### The task
Print out every record exactly as it appears.

Referring expression pointing data
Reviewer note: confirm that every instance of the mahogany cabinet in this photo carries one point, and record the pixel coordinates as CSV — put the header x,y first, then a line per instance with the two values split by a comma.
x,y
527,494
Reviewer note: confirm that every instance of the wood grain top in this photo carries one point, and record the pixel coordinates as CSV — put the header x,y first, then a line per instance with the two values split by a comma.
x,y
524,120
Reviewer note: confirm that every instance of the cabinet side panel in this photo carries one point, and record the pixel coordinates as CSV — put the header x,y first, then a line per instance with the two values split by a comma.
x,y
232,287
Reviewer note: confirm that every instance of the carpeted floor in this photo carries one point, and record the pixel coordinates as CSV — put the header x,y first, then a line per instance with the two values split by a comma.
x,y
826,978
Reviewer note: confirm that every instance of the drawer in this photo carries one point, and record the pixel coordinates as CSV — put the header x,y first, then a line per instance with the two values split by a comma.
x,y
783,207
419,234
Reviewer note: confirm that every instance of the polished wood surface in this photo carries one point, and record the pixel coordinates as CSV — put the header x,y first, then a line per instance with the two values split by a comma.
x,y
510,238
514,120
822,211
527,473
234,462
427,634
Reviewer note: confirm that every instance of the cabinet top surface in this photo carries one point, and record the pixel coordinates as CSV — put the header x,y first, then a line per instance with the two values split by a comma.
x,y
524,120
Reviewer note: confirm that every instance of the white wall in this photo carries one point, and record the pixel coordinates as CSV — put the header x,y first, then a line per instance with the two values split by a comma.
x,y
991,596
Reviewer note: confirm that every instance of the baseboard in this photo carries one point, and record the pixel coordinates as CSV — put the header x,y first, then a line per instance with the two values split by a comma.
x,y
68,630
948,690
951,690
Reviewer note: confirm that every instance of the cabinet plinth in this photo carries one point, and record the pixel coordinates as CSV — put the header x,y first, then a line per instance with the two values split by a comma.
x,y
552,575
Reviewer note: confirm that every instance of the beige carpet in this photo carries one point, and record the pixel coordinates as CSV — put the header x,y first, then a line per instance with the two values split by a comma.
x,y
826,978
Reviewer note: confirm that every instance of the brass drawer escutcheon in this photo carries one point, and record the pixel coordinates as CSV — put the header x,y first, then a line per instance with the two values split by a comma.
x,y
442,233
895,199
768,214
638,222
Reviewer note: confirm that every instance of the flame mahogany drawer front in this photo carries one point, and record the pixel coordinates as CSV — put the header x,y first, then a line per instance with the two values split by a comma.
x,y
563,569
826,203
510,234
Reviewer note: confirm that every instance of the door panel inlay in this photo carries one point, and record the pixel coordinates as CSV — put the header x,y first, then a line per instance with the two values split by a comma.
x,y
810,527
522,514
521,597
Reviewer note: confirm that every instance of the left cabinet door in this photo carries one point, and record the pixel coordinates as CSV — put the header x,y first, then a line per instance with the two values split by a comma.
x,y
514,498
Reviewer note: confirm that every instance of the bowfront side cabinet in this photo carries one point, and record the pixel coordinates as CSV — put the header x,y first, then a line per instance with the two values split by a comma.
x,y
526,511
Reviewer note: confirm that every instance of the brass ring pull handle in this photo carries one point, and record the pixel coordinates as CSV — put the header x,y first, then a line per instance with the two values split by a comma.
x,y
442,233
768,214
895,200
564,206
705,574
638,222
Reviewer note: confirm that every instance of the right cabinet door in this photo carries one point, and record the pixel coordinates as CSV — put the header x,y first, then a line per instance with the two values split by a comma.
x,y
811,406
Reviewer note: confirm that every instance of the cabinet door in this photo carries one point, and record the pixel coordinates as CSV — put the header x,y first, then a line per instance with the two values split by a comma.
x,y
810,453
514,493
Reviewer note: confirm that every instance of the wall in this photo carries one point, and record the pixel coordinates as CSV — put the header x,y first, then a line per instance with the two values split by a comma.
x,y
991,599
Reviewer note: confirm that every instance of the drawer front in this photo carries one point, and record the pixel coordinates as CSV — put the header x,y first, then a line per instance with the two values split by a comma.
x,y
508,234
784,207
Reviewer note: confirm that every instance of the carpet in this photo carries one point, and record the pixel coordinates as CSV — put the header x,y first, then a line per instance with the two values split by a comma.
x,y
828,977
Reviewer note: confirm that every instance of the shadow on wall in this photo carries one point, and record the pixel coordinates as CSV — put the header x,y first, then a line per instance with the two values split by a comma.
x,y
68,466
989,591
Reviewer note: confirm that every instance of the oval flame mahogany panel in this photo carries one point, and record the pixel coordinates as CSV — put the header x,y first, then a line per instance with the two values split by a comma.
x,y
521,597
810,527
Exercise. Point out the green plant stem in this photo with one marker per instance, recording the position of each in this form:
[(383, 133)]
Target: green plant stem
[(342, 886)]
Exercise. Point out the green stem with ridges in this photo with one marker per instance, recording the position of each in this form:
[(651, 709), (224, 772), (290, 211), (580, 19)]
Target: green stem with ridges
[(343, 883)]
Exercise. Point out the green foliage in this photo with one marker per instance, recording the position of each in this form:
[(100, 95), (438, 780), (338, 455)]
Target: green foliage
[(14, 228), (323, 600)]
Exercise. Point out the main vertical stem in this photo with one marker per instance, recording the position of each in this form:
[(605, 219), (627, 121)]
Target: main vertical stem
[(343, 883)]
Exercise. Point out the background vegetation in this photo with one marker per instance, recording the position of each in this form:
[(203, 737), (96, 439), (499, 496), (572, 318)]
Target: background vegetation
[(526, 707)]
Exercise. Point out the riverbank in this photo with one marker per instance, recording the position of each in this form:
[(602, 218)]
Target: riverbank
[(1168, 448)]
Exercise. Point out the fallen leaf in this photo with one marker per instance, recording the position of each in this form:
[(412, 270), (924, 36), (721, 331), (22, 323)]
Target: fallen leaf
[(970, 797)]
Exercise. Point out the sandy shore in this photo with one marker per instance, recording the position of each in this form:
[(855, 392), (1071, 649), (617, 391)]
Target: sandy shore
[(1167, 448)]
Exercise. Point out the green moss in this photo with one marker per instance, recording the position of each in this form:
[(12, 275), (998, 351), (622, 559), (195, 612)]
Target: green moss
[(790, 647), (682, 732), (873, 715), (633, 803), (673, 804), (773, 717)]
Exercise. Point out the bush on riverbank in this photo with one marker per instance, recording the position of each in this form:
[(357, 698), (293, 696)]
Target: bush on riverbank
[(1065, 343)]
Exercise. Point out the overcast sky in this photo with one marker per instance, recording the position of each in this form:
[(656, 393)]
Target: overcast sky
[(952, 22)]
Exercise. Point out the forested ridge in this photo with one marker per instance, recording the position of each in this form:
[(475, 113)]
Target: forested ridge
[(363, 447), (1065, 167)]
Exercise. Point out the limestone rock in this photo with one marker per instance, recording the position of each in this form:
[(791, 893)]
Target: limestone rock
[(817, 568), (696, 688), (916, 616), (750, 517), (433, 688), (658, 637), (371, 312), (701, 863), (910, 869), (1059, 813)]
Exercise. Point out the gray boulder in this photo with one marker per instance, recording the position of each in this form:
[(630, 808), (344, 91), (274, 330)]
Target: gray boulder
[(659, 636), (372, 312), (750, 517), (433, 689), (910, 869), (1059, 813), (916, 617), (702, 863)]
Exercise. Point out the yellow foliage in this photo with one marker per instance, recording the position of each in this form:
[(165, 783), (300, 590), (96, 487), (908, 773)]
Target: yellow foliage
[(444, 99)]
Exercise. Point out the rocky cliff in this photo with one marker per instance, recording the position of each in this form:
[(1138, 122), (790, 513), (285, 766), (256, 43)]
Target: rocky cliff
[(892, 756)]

### Answer to this task
Reviewer note: confirm that every instance of the mahogany cabinet in this photo carries one point, and record the pixel coordinates as CSV — put the header x,y first, then a line per instance with the two values split by a comma.
x,y
527,494
Reviewer note: confirm that every instance of the wood grain top in this photo carries one point, and record the pixel coordinates as CSV — put the header x,y first, then a line per instance with the two values split by a comma.
x,y
524,120
Reviewer note: confirm that every instance of the cabinet side panel in this photo carries one point, and record the pixel coordinates as CSV — put the header x,y first, then a line per instance with the two values split by a comma.
x,y
232,287
Reviewer note: confirm that every instance of the carpeted floor in this photo carries one point, and record the pixel coordinates as CSV — put the header x,y first, then a line per instance with the two values split by a comma.
x,y
826,978
Reviewer note: confirm that every instance of the drawer in this photo carries one point, and record the pixel coordinates as CSV — put the header x,y first, then a line per instance with the two values split by a comma.
x,y
783,207
419,234
Reviewer note: confirm that every instance of the polished wood surface in this photo carries one point, and record the pixel coordinates as CSV — put the header x,y first, then a line per instance with the two values split by a comma.
x,y
510,238
514,120
822,211
527,473
234,462
427,634
Reviewer note: confirm that every instance of the cabinet top surface in this photo carries one point, and record the pixel coordinates as CSV — put the header x,y first, then a line per instance with the two values split by a comma.
x,y
524,120
Reviewer note: confirm that every instance of the white wall in this photo carries one point, and record the pixel coordinates as CSV — put the header x,y first, then a line per instance with the two values split by a comma.
x,y
991,596
Reviewer note: confirm that every instance of the baseboard in this photo carries one point, and record the pixel coordinates as CSV — put the header x,y first, then a line per instance with the two values split by a comma.
x,y
68,630
948,690
951,690
Reviewer note: confirm that every instance of the cabinet plinth in this photo carries one point, and record the pixel coordinates as CSV — put the header x,y first, then a line per instance with the two values split by a comma.
x,y
552,575
Reviewer note: confirm that every instance of the beige carpet in this photo carries one point, and record the pixel coordinates as CSV — put the header x,y first, then a line per instance with the two values split by a comma.
x,y
826,978
Reviewer note: confirm that every instance of the brass drawer escutcheon in this photo carries one point, and record the pixel coordinates as CSV — put the header x,y first, then a line per instance with the two values split by a comma.
x,y
442,233
895,199
768,214
638,222
Reviewer note: confirm that every instance of the flame mahogany drawer front in this photo carries one point, and record the pixel coordinates as CSV — put the header x,y first, then a line per instance with the two values split by a comma.
x,y
563,569
826,203
510,234
Reviewer note: confirm that every instance of the door panel inlay in this photo carries one point, and record the pixel coordinates as CSV — put the header x,y first, then a line per instance with the two values split by a comma.
x,y
810,527
522,514
521,597
Reviewer note: confirm that every instance of the left cabinet door in this photo carries one point, and record the pixel coordinates as CSV — put the header x,y first, then a line per instance with the two values split by a comma.
x,y
514,498
Reviewer note: confirm that every instance of the bowfront side cabinet in this photo carries one point, and record the pixel coordinates as CSV — put the header x,y first, then a line per instance with the two values split by a comma.
x,y
526,511
Reviewer note: confirm that every instance of the brass ring pull handle in this photo carries one point, and record the pixel coordinates as CSV — put the header x,y first, then a line per instance with the two values split by a comma.
x,y
442,233
768,214
895,200
564,206
705,574
638,222
Reviewer note: confirm that every instance of the right cabinet door in this photo carries one point, and record the pixel coordinates as CSV — put the header x,y first, then a line per instance with the two values split by a comma.
x,y
811,406
Reviewer note: confirm that every instance of the cabinet door in this photo carries one point, and record the pixel coordinates as CSV — put the header x,y first, then a line per instance with the two values split by a comma.
x,y
810,453
514,493
Reviewer note: confirm that every instance of the wall in this photo carries one point, and record the pixel coordinates as CSV — put the header x,y first, then a line per instance with the two values split by a comma.
x,y
991,599
Reviewer note: confirm that every instance of the drawer front in this photo carries one point, and record the pixel coordinates as CSV — put the header x,y first, then a line per instance with the two values split by a comma.
x,y
508,234
784,207
Reviewer note: confirm that every instance of the carpet in this photo carries one point, and record the pixel coordinates as CSV — put the header x,y first, then a line per instance with the two values split by a comma.
x,y
828,977
Reviewer note: confirm that every instance of the shadow on wall in this photo carries one point, and record the pixel coordinates as CSV — put the header x,y first, then a line per instance with the two values split by a comma.
x,y
68,466
989,591
Reviewer note: confirm that every instance of the oval flame mahogany panel in this photo carries one point, and record the pixel coordinates as CSV — put the header x,y first, then a line per instance with the two values split by a comma.
x,y
521,597
810,527
Exercise. Point out the green plant stem in this photo with one marker per instance, recording the position of each in this form:
[(383, 133)]
Target: green plant stem
[(342, 886)]
Exercise. Point out the green stem with ridges in this photo with one marker per instance, recording the position of each in this form:
[(651, 709), (224, 772), (290, 211), (580, 19)]
Target: green stem with ridges
[(343, 883)]
Exercise. Point out the green foliage in this photo with one marker per instance, recording the position of each in this form:
[(100, 95), (438, 780), (338, 455)]
Target: green foliage
[(14, 228), (323, 600)]
Exercise. Point out the main vertical stem in this photo with one marker per instance, recording the position of each in this form:
[(605, 219), (627, 121)]
Target: main vertical stem
[(343, 883)]
Exercise. Point out the background vegetation in this photo with one marker per instance, recording the position of each in this form:
[(203, 737), (96, 439), (499, 496), (572, 318)]
Target: background vegetation
[(526, 707)]
Exercise. Point out the riverbank in this photo with one marker per instance, recording the position of each in this form:
[(602, 218)]
Target: riverbank
[(1168, 448)]
Exercise. Point out the fallen leaf in this photo with one marker per instance, recording the position of each in this form:
[(412, 270), (924, 36), (721, 331), (22, 323)]
Target: fallen leaf
[(970, 797)]
Exercise. Point out the sandy shore in this photo with one marker per instance, recording the position of each in this form:
[(855, 392), (1071, 649), (617, 391)]
Target: sandy shore
[(1167, 448)]
Exercise. Point out the green moss in this photo with one marker per instance, recording the position of each in this form:
[(12, 275), (998, 351), (622, 559), (195, 612)]
Target: green moss
[(790, 647), (682, 732), (873, 715), (633, 803), (673, 804), (773, 717)]
Exercise. Point out the bush on riverbank in this photo with one marker per instance, recording the position of each in this form:
[(357, 698), (293, 696)]
Target: bush on riverbank
[(1065, 343)]
Exercise. Point out the overcast sky in this photo with one marker per instance, recording the position of each in this form:
[(656, 393)]
Target: overcast sky
[(952, 22)]
Exercise. Point out the forested ridge in this photo with one marker per instance, recording the position of each in this form:
[(475, 113)]
Target: forested ridge
[(363, 447), (1065, 167)]
Exercise. Point out the limestone rock in this photo with one marker per instance, recording the position of each in this form:
[(791, 893)]
Target: limestone rock
[(817, 568), (696, 688), (916, 616), (750, 517), (433, 688), (658, 637), (371, 312), (701, 863), (910, 869), (1059, 813)]
Exercise. Point out the gray boulder in this photo with one marker per instance, recording the position of each in this form:
[(630, 808), (344, 91), (274, 330)]
Target: gray boulder
[(659, 636), (372, 312), (750, 517), (433, 689), (910, 869), (1059, 813), (916, 617), (702, 863)]
Exercise. Point out the yellow foliage in this photo with one marker per instance, recording the position of each in this form:
[(165, 783), (300, 590), (96, 487), (908, 773)]
Target: yellow foliage
[(444, 99)]
Exercise. Point out the rocky cliff in this photo with one marker per instance, recording the position of each in this form:
[(1138, 122), (790, 513), (285, 766), (256, 43)]
Target: rocky cliff
[(892, 756)]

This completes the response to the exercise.